Exercise instructions:
Copy the records below word for word, leaving out the picture.
--*--
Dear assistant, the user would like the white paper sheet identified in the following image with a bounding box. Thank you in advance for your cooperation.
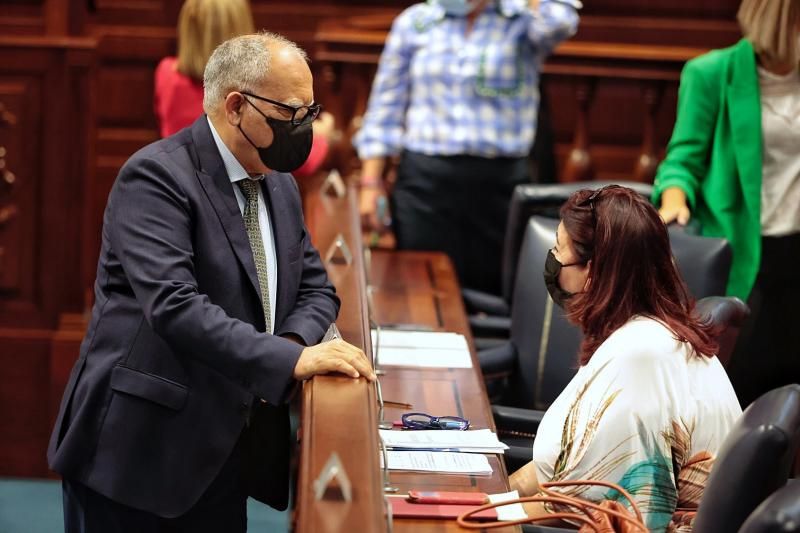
[381,450,492,475]
[372,329,472,368]
[379,429,508,453]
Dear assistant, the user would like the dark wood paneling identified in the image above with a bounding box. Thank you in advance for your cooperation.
[0,329,51,477]
[0,37,95,476]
--*--
Task solution:
Dear assistant, the user would like the white paper sheet identified in the following image with a bounding box. Thank you in advance for your cooperation.
[381,450,492,475]
[372,329,472,368]
[379,429,508,453]
Dear assistant, the user would like the dark wood paneling identified in the image above with a bounding box. Thank you in advance for your cooperation.
[0,329,51,477]
[0,37,95,476]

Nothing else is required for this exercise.